_Instructions for the task_
Copy every row below word for word, leaving out the pictures.

_Supplied entries_
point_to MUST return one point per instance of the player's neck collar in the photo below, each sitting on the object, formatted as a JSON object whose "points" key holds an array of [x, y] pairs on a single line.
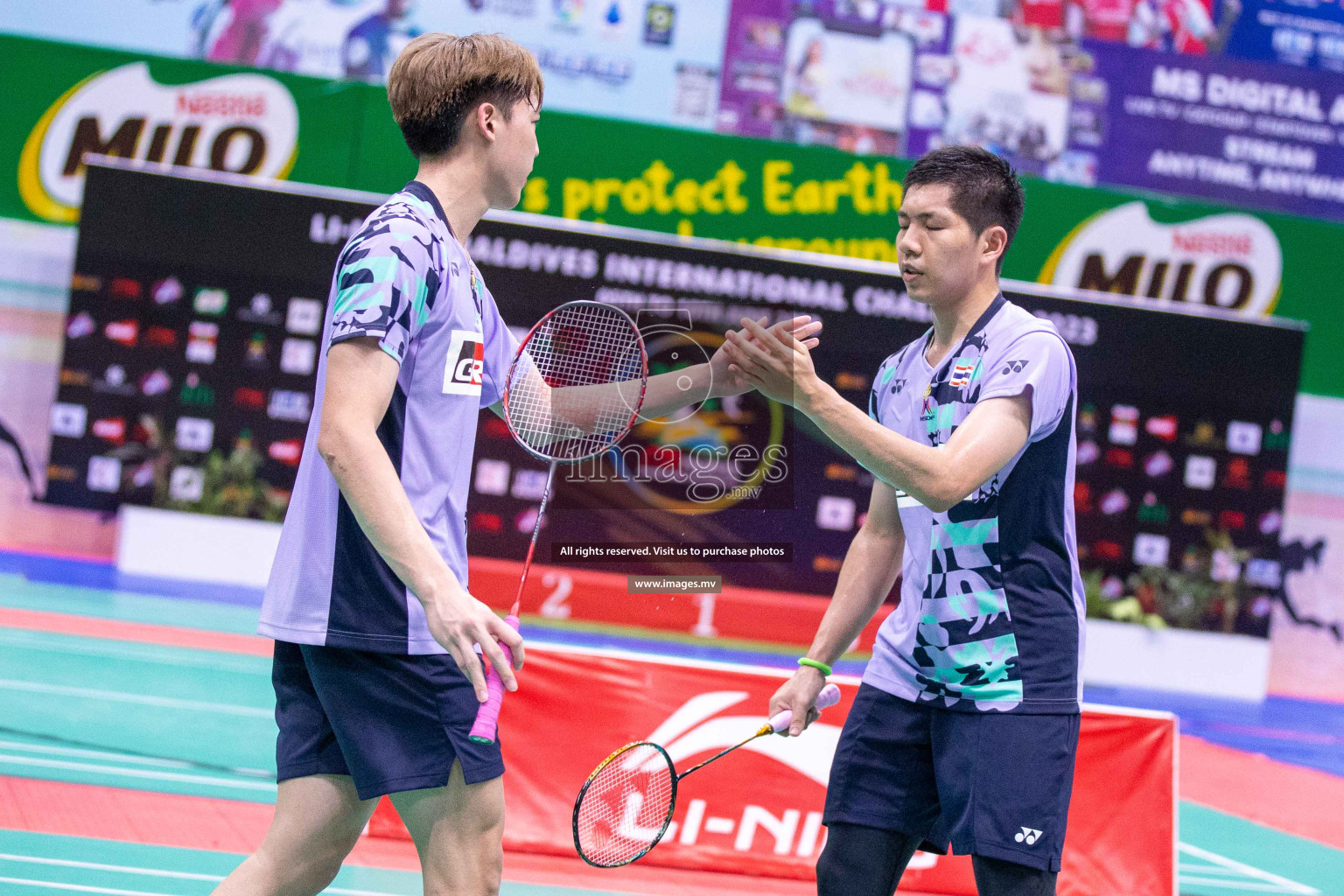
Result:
{"points": [[423, 191], [982, 323]]}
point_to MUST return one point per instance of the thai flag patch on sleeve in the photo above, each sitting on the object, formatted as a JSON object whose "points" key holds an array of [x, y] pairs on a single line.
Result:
{"points": [[962, 371]]}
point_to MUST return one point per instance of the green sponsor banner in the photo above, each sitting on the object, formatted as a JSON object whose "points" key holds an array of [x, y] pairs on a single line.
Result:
{"points": [[65, 101], [770, 193]]}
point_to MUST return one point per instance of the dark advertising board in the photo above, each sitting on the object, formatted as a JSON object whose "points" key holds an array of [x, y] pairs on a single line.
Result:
{"points": [[191, 346]]}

_Task answer_
point_to MUST return one point per instance of the player's neck collar in the photo below, each sitting on the object, formatted as a JSON object whose "points" key holds an array of [x, y] pairs on a single line.
Result:
{"points": [[423, 191], [982, 323]]}
point_to MUST return one point per instance of the thai flag patch on sleeve in the photo above, each sitting on the object, formatted as a JSON object whose "points" key holds an array of [x, y] pairs on a single line.
Result:
{"points": [[962, 371]]}
point_to MUST return one point per instance of the green sponsor banner in the photo above, each sitting on the object, formatted as a JSON object whose "points" key holds an array of [x, y] pairs on a single line.
Result:
{"points": [[65, 101], [770, 193]]}
point_to MUST return one point per instance of the dark advertising board in the photo above, each sitting on the object, formatted as a JSON object whose "points" key holds an array of [x, y] pairs on a single line.
Result:
{"points": [[191, 346]]}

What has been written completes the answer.